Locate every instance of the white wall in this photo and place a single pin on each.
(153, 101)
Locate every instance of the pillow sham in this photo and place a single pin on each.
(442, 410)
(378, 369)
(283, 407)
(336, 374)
□ □ □ □ □
### What the exercise asks:
Send back all of the material exactly as given.

### Solved exercise:
Locate every instance of the white wall in this photo and place a single pin on each.
(153, 101)
Locate every instance of the pillow sham in this photo and place a single pin on each.
(442, 410)
(378, 369)
(283, 407)
(336, 374)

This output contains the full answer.